* _What is required_
Convert each line of the items below into a JSON list of strings, one string per line, skipping any blank lines.

┄┄┄┄┄┄┄┄┄┄┄┄┄┄┄┄┄┄┄┄

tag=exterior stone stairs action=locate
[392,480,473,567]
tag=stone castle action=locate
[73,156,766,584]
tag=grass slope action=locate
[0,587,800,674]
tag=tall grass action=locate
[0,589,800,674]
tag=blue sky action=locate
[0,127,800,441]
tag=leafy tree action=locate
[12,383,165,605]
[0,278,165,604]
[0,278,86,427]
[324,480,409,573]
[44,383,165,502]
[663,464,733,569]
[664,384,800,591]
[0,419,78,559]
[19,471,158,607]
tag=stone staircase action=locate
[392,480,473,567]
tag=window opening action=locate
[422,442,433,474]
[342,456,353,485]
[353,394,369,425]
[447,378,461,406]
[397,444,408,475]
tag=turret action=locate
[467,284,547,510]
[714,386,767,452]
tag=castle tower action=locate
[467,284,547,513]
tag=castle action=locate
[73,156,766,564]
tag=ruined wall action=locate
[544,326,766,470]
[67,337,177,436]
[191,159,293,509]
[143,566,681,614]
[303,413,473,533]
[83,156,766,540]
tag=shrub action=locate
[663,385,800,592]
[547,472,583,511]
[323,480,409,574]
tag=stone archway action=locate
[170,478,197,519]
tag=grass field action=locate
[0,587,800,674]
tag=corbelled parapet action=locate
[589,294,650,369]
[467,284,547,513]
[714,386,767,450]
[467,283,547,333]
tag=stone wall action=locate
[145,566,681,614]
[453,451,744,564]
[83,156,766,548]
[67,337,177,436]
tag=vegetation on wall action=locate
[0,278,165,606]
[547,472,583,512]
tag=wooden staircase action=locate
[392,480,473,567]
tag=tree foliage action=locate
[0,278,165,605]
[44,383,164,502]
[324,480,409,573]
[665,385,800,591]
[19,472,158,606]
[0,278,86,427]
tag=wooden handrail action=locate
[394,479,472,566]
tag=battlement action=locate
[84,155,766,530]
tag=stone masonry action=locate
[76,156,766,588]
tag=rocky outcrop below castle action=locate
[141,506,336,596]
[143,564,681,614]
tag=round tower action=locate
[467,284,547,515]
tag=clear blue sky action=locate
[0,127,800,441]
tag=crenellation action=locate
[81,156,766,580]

┄┄┄┄┄┄┄┄┄┄┄┄┄┄┄┄┄┄┄┄

* _The response_
[
  "tag=exterior stone stairs action=locate",
  "[392,480,473,567]",
  "tag=stone castle action=locate",
  "[73,156,766,584]",
  "tag=grass slope action=locate",
  "[0,587,800,674]",
  "tag=tall grass action=locate",
  "[0,589,800,674]",
  "tag=blue sky action=locate",
  "[0,127,800,441]",
  "tag=leafy tree action=locate",
  "[12,383,165,605]",
  "[0,278,165,604]",
  "[0,278,86,427]",
  "[324,480,409,573]",
  "[44,383,165,502]",
  "[663,464,733,569]",
  "[664,384,800,591]",
  "[0,419,78,559]",
  "[19,471,158,607]",
  "tag=stone staircase action=locate",
  "[392,480,473,567]",
  "tag=window opening action=locate",
  "[422,442,433,474]",
  "[342,456,353,485]",
  "[353,394,369,425]",
  "[447,378,461,406]",
  "[397,444,408,475]",
  "tag=turret action=locate",
  "[467,284,547,510]",
  "[714,386,767,452]",
  "tag=castle tower action=locate",
  "[467,284,547,513]",
  "tag=castle action=locate",
  "[73,156,766,564]",
  "tag=ruined wall action=locate",
  "[544,326,766,470]",
  "[67,337,177,436]",
  "[191,159,293,509]",
  "[143,566,681,614]",
  "[303,413,473,533]",
  "[83,156,766,540]",
  "tag=shrub action=locate",
  "[663,385,800,592]",
  "[547,472,583,511]",
  "[323,480,409,574]",
  "tag=stone archway action=locate",
  "[170,478,197,519]",
  "tag=grass field action=locate",
  "[0,587,800,674]",
  "tag=corbelled parapet action=locate",
  "[589,294,650,369]",
  "[467,284,547,513]",
  "[714,386,767,450]",
  "[467,283,547,333]",
  "tag=stone wall action=locate",
  "[145,566,681,614]",
  "[453,451,744,564]",
  "[83,156,766,548]",
  "[67,337,177,436]",
  "tag=vegetation on wall action=locate",
  "[0,278,165,606]",
  "[547,472,583,512]",
  "tag=wooden staircase action=locate",
  "[392,480,473,567]",
  "tag=tree foliage action=locate",
  "[0,278,165,605]",
  "[44,383,164,502]",
  "[324,480,409,573]",
  "[665,385,800,591]",
  "[19,472,158,606]",
  "[0,278,86,427]",
  "tag=wooden handrail action=locate",
  "[394,479,472,566]",
  "tag=battlement action=locate",
  "[84,155,766,530]",
  "tag=stone masonry action=locate",
  "[76,156,766,588]",
  "tag=rocky outcrop below castle action=locate",
  "[141,506,336,596]",
  "[143,564,681,614]",
  "tag=round tower action=locate",
  "[467,284,547,515]",
  "tag=clear blue sky action=locate",
  "[0,127,800,441]",
  "tag=crenellation action=locate",
  "[81,156,766,580]"
]